──────── DATA FOR ANALYSIS

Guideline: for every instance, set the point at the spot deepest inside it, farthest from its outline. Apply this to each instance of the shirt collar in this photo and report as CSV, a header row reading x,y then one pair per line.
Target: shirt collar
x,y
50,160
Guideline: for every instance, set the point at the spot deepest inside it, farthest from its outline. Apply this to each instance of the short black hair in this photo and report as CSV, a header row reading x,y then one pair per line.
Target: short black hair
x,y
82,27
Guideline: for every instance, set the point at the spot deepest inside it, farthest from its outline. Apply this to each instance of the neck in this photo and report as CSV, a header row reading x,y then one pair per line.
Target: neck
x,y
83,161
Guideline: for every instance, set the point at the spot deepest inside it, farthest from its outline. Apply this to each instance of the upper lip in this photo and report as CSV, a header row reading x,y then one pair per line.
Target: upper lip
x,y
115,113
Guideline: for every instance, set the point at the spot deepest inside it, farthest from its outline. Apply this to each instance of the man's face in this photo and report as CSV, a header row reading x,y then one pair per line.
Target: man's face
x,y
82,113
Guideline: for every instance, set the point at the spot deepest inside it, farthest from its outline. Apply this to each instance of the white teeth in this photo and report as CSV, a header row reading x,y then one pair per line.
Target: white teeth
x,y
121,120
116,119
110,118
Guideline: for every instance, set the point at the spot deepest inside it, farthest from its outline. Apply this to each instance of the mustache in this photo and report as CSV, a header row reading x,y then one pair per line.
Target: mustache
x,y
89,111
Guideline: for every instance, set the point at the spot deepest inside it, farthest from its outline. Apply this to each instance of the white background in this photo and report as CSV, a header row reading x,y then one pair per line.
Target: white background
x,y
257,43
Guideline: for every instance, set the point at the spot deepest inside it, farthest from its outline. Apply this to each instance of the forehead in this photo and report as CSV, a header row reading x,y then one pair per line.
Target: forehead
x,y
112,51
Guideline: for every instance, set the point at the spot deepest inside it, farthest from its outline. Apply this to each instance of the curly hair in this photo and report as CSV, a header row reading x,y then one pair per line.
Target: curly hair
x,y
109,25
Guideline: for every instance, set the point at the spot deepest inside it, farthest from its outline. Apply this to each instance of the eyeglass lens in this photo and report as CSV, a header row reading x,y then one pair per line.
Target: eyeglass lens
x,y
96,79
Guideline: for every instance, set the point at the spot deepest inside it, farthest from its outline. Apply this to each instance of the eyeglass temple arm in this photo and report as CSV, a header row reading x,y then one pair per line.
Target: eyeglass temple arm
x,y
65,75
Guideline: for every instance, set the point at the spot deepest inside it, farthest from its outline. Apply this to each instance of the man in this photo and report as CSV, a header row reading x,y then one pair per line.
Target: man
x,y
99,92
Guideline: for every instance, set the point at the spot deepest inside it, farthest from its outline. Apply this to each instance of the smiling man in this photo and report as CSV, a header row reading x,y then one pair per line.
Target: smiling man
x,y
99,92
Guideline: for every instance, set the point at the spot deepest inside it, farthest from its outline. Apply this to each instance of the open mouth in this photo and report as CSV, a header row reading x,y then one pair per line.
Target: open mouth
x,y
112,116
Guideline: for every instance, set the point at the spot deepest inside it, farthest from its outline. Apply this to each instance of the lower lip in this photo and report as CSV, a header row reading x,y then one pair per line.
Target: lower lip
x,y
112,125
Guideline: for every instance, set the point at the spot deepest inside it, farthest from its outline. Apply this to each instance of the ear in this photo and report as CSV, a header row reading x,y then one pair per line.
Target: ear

────────────────

→ **WHAT TO PRODUCE**: Could you retype exactly the lines above, starting at the line that contains "Target: man's face" and ending at the line that contains "the eyeglass lens", and nothing more?

→ **EXERCISE SOLUTION**:
Target: man's face
x,y
82,113
Guideline: for every instance, set the point at the spot deepest inside it, farthest from its outline. Apply this to each instance of the white teeth in this photo and report as CSV, a header row reading x,y then one pair per line.
Target: white teeth
x,y
121,120
116,119
110,118
Guideline: for every instance, set the point at the spot deepest inside it, farthest from its outline. Apply this to each instance of the mustache in this photo and report as CSV, a header row reading x,y then one pair per line.
Target: mustache
x,y
89,111
Guideline: for every instance, set the point at the spot deepest inside it, farthest from its outline. Apply this to each instance of the white background in this photo and report as CSV, a header row reading x,y then one pair per line.
Target: white background
x,y
257,43
Guideline: for every instance, set the point at the spot deepest inside it, farthest from its outline. Apply this to each instance of the forehead in this photo and report as CSV, a header row reading x,y then one pair per line.
Target: forehead
x,y
112,51
Guideline: for every instance, set the point at the spot deepest inside it, farthest from its outline. Apply this to each instance of the curly hair in this photo and report as CSV, a header row reading x,y then one pair per line.
Target: curly hair
x,y
109,25
Guideline: for every instance, set the point at the spot deepest inside it, farthest from its outline. Apply this to each instance of the eyeglass lens in this photo and report as CSV, a header row reading x,y then one pair per line.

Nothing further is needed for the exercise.